▶ _Work order_: Report each line from the data below that holds the word "bare".

▶ _Records for this task_:
____
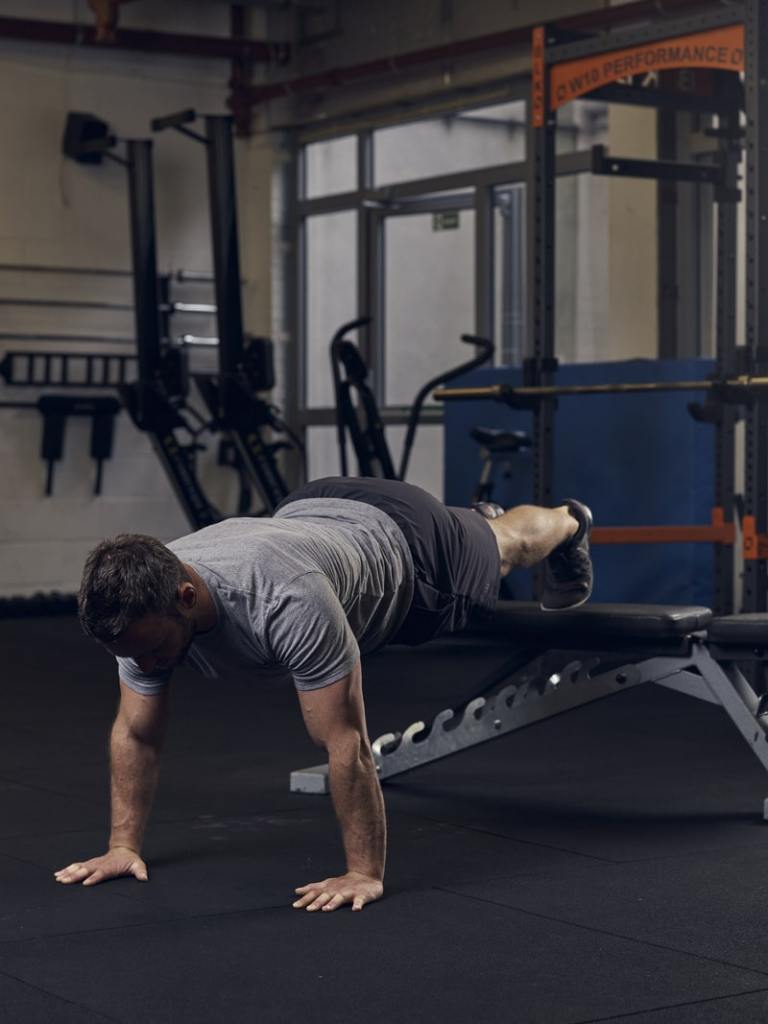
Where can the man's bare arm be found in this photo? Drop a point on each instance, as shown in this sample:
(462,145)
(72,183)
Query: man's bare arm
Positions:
(135,745)
(335,718)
____
▶ _Exercise response_:
Where can the man's bare arm be found in this photo? Drop a point on each instance, as shown in this sample:
Query: man's bare arm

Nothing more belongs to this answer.